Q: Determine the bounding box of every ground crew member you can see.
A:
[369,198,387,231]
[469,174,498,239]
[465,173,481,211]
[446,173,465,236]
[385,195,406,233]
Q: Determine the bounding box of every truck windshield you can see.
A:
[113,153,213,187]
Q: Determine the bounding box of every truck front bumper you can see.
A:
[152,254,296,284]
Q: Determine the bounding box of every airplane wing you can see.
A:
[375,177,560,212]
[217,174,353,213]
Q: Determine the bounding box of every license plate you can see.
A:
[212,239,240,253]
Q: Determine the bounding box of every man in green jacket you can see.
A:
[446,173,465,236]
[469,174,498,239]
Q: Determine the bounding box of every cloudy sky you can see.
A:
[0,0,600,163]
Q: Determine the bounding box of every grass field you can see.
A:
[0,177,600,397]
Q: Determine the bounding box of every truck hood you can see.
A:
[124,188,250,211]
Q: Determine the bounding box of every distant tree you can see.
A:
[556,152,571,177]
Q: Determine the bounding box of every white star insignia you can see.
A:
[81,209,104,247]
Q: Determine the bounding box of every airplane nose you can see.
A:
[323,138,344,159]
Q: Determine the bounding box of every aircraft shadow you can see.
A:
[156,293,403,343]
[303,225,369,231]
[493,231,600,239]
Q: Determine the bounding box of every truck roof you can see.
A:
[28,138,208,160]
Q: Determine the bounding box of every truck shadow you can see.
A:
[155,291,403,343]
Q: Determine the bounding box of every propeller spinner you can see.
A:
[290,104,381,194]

------------------------------------------------------------

Exercise brief = Rewrite all the rows above, changing every "truck" to "vehicle" and leaving everything else unchanged.

Solution for this task =
Q: Determine the bounding box of every ground crew member you can see.
A:
[369,198,387,231]
[469,174,498,239]
[465,173,481,211]
[446,173,465,236]
[385,195,406,233]
Q: Determine the bounding box of every vehicle windshield you can see.
A:
[113,153,213,187]
Q: Determine the bounding box of every vehicle front bumper you can see.
A:
[152,254,296,284]
Q: Determine the bounding box of every airplane wing you can see.
A:
[375,177,560,212]
[217,174,353,213]
Q: Determine the bounding box of every license plate you can see.
A:
[212,239,240,253]
Q: Determine the bounding box of every man in green jacket you can see.
A:
[446,173,465,236]
[469,174,498,239]
Q: Determine the bounding box of every cloudy sky you can see.
A:
[0,0,600,163]
Q: Determine the bounding box of every grass field you can see.
A:
[0,177,600,397]
Q: Determine the bounding box of every vehicle hood you can see.
A:
[124,188,250,211]
Q: Determine the bounding box of every distant tree you can see.
A:
[556,152,571,177]
Q: Determine the bounding box of every white star insignia you can see.
A:
[81,209,104,247]
Q: Determine the bounding box of every airplane nose you can see.
A:
[323,138,344,159]
Q: Determine the bounding box of every aircraft shadow you can see.
A:
[156,293,403,343]
[303,225,369,231]
[493,231,600,239]
Q: Determine the bounding box of every vehicle roof you can see.
A:
[28,138,208,160]
Q: Determine the bounding box of every vehicle shadow you can see.
A:
[155,291,403,343]
Q: Determine the bounding box of every propeller spinner you can see.
A:
[290,104,381,194]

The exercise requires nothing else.